-- start MATERIAL SHOWN --
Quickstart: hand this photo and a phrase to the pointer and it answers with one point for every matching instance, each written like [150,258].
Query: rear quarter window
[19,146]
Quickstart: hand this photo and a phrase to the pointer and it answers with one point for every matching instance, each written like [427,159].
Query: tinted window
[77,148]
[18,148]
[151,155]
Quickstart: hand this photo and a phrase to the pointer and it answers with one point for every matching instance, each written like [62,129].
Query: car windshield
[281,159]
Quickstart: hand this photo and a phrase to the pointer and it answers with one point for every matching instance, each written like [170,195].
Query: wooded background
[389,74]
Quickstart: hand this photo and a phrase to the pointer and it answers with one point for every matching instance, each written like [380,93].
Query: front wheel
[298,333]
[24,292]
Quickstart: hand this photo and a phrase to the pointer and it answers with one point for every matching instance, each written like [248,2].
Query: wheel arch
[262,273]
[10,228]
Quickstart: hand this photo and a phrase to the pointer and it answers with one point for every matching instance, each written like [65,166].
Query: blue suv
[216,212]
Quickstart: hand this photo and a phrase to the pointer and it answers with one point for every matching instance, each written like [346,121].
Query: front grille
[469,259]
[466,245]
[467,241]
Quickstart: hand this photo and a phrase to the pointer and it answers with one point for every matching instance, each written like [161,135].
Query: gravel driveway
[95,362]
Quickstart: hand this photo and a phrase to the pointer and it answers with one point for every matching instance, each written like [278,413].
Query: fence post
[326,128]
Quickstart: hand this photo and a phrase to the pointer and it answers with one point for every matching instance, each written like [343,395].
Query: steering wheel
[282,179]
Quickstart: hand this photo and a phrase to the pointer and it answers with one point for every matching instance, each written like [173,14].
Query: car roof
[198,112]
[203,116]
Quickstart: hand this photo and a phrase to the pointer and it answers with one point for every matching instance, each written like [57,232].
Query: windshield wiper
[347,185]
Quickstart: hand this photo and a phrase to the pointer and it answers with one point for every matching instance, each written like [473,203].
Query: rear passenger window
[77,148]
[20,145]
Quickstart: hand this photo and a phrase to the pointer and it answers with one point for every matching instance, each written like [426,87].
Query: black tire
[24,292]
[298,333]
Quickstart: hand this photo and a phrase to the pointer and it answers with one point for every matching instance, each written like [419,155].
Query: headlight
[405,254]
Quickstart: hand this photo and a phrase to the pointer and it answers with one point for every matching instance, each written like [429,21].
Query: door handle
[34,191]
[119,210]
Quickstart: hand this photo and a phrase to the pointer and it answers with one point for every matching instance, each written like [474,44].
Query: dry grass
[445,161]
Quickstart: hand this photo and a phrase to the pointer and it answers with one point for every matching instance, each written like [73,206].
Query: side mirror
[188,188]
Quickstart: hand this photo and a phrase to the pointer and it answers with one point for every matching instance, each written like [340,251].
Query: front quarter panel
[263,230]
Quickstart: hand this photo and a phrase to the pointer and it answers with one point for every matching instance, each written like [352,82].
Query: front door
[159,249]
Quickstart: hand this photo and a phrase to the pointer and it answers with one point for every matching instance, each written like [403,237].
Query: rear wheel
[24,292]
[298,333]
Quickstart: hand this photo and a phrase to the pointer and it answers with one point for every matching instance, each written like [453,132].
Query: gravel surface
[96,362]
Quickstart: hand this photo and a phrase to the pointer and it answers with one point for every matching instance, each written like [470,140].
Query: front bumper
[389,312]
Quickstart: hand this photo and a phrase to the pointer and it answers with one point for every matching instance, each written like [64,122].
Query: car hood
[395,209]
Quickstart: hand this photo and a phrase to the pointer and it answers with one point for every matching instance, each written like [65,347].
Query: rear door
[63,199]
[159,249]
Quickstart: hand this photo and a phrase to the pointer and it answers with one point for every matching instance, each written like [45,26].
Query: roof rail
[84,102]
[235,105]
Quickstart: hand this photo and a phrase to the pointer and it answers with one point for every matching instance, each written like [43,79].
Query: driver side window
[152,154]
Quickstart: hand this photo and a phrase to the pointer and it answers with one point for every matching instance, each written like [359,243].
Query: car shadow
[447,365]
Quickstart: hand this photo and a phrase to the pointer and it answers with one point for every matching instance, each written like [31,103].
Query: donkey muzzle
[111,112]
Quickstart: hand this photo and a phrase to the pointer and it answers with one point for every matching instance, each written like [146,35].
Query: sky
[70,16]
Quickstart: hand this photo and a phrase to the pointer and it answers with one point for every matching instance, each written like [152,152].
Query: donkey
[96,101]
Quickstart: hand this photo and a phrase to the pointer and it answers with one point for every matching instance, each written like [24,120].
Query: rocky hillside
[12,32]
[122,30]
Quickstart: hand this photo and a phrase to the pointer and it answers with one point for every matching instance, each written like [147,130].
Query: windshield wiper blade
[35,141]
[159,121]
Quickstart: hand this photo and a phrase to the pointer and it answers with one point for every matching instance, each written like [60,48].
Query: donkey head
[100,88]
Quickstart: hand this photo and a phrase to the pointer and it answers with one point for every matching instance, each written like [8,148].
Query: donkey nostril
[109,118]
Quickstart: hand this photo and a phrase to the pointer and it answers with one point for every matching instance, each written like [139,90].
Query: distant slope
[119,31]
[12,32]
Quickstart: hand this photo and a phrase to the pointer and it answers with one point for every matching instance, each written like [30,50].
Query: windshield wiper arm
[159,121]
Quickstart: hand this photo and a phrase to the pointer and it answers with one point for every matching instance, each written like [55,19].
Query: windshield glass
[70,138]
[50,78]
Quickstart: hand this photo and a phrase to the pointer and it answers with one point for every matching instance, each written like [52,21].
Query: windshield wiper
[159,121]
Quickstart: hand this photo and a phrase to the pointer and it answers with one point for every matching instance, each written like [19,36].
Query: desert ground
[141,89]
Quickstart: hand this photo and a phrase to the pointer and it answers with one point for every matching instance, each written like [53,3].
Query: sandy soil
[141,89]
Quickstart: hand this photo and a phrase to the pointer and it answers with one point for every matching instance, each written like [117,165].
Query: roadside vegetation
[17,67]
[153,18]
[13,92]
-- end MATERIAL SHOWN --
## INSTRUCTION
Format every line of the entries above as a JSON list of strings, one string per line, with blank lines omitted.

## FINISHED ANSWER
[
  "Quickstart: hand this photo and a phrase to the pointer and it answers with one point for every matching instance, each written like [150,258].",
  "Query: rear quarter window",
  "[19,146]",
  "Quickstart: hand this photo and a phrase to the pointer and it answers with one point for every matching instance, each written like [427,159].",
  "Query: tinted window",
  "[77,148]",
  "[18,148]",
  "[151,155]",
  "Quickstart: hand this photo and a phrase to the pointer and it answers with one point for every matching instance, each written like [62,129].",
  "Query: car windshield",
  "[281,159]",
  "Quickstart: hand this photo and a phrase to the pointer and it answers with one point for every matching instance, each written like [170,195].",
  "Query: wooded background",
  "[389,74]",
  "Quickstart: hand this photo and a phrase to the pointer and it answers with one point for every matching instance, each written like [380,93].",
  "Query: front wheel",
  "[298,333]",
  "[24,292]",
  "Quickstart: hand this photo and a phrase to the pointer and it answers with one point for every matching instance, each written like [248,2].",
  "Query: wheel arch",
  "[262,273]",
  "[10,228]",
  "Quickstart: hand this photo and a phrase to the pointer and it answers with one point for every matching instance, each written like [65,166].",
  "Query: blue suv",
  "[216,212]",
  "Quickstart: hand this photo and a phrase to the pointer and it answers with one point for every matching instance, each written like [346,121].",
  "Query: front grille",
  "[469,259]",
  "[466,245]",
  "[467,241]",
  "Quickstart: hand this photo and a phrase to the pointer and it answers with one point for every matching instance, each written like [161,135].",
  "Query: gravel driveway",
  "[95,362]",
  "Quickstart: hand this photo and a phrase to the pointer and it answers with one point for every matching instance, each written like [278,413].",
  "Query: fence post",
  "[326,128]",
  "Quickstart: hand this photo and a phrase to the pointer and it answers with one point for every matching instance, each written like [343,395].",
  "Query: steering wheel",
  "[282,179]",
  "Quickstart: hand this photo and a phrase to the pointer and it answers with one point for every matching instance, each written like [173,14].",
  "Query: car roof",
  "[198,112]",
  "[203,116]",
  "Quickstart: hand this photo and a phrase to the pointer and it answers with one point for every matching instance, each written like [57,232].",
  "Query: windshield wiper",
  "[347,185]",
  "Quickstart: hand this photo and a phrase to the pointer and it answers with one point for every matching instance, each written like [473,203].",
  "Query: rear passenger window",
  "[77,148]",
  "[20,145]",
  "Quickstart: hand this photo and a phrase to the pointer and it answers with one point for every matching instance, each written like [426,87].",
  "Query: black tire",
  "[24,292]",
  "[298,333]",
  "Quickstart: hand this photo and a phrase to the pointer and it answers with one point for every matching instance, each written like [419,155].",
  "Query: headlight",
  "[405,254]",
  "Quickstart: hand this photo and a phrase to the pointer and it answers with one point for every matching instance, each written like [429,21].",
  "Query: door handle",
  "[34,191]",
  "[119,210]",
  "Quickstart: hand this photo and a phrase to the pointer and it answers with one point for every matching instance, each written like [474,44].",
  "Query: dry grass",
  "[445,161]",
  "Quickstart: hand this photo and a phrase to the pointer and it answers with one point for every matching instance, each written like [73,206].",
  "Query: side mirror",
  "[188,188]",
  "Quickstart: hand this photo and a phrase to the pointer and it answers with one point for every matching instance, each written like [340,251].",
  "Query: front quarter panel",
  "[263,230]",
  "Quickstart: hand this photo and a phrase to the pointer and it answers with one point for every matching instance, each written like [352,82].",
  "Query: front door",
  "[159,249]",
  "Quickstart: hand this photo and a phrase to the pointer and it answers with one point for every matching instance, each written like [403,237].",
  "Query: rear wheel",
  "[24,292]",
  "[298,333]",
  "Quickstart: hand this photo and a phrase to the pointer and it answers with one point for every matching instance, each written like [453,132].",
  "Query: gravel surface",
  "[96,362]",
  "Quickstart: hand this photo and a phrase to the pointer and it answers with one point for every matching instance, each written like [470,140].",
  "Query: front bumper",
  "[389,312]",
  "Quickstart: hand this photo and a phrase to the pointer and it answers with one point for every matching instance, each written like [64,122].",
  "Query: car hood",
  "[395,209]",
  "Quickstart: hand this photo and a phrase to the pointer and it answers with one point for every matching instance, each written like [65,347].",
  "Query: rear door",
  "[63,199]",
  "[159,249]",
  "Quickstart: hand this photo and a phrase to the pointer and it answers with one point for every matching instance, each written like [45,26].",
  "Query: roof rail",
  "[84,102]",
  "[235,105]",
  "Quickstart: hand this photo and a phrase to the pointer and it answers with one point for every matching instance, each written like [43,79].",
  "Query: driver side window",
  "[152,154]",
  "Quickstart: hand this photo and a phrase to the pointer and it answers with one point for every matching instance, each written like [359,243].",
  "Query: car shadow",
  "[447,365]",
  "Quickstart: hand this photo and a phrase to the pointer and it answers with one point for every matching instance, each written like [31,103].",
  "Query: donkey muzzle",
  "[111,112]",
  "Quickstart: hand this photo and a phrase to the pointer and it answers with one point for every matching instance, each written like [146,35].",
  "Query: sky",
  "[70,16]",
  "Quickstart: hand this photo and a phrase to the pointer and it answers with one point for every matching instance, each written like [152,152].",
  "Query: donkey",
  "[96,101]",
  "Quickstart: hand this photo and a phrase to the pointer and it answers with one point for every matching instance, each written like [24,120].",
  "Query: rocky hillside",
  "[12,32]",
  "[122,30]",
  "Quickstart: hand this photo and a phrase to the pointer and it answers with one point for every matching instance, each written like [147,130].",
  "Query: windshield wiper blade",
  "[35,141]",
  "[159,121]",
  "Quickstart: hand this photo and a phrase to the pointer and it answers with one point for every matching instance, each written like [60,48].",
  "Query: donkey head",
  "[100,88]",
  "Quickstart: hand this photo and a phrase to the pointer and it answers with one point for every matching instance, each written like [8,148].",
  "Query: donkey nostril",
  "[109,118]",
  "Quickstart: hand this photo and a phrase to the pointer and it answers with one point for every matching instance, each written like [139,90].",
  "Query: distant slope",
  "[119,31]",
  "[12,32]",
  "Quickstart: hand this photo and a phrase to the pointer and it answers with one point for every matching instance, each written like [30,50].",
  "Query: windshield wiper arm",
  "[159,121]",
  "Quickstart: hand this photo and a phrase to the pointer and it answers with one point for every matching instance, each written like [55,19].",
  "Query: windshield glass",
  "[70,138]",
  "[50,78]",
  "Quickstart: hand this photo and a phrase to the pointer and it answers with one point for every matching instance, each written like [52,21].",
  "Query: windshield wiper",
  "[159,121]",
  "Quickstart: hand this photo and a phrase to the pointer and it answers with one point for every matching instance, each written like [19,36].",
  "Query: desert ground",
  "[141,89]",
  "Quickstart: hand this photo and a phrase to the pointer and it answers with one point for every matching instance, each written like [53,3].",
  "Query: sandy soil",
  "[141,89]",
  "Quickstart: hand this photo and a phrase to the pointer and it answers with one point for every matching instance, each written like [117,165].",
  "Query: roadside vegetation",
  "[17,67]",
  "[153,18]",
  "[13,92]"
]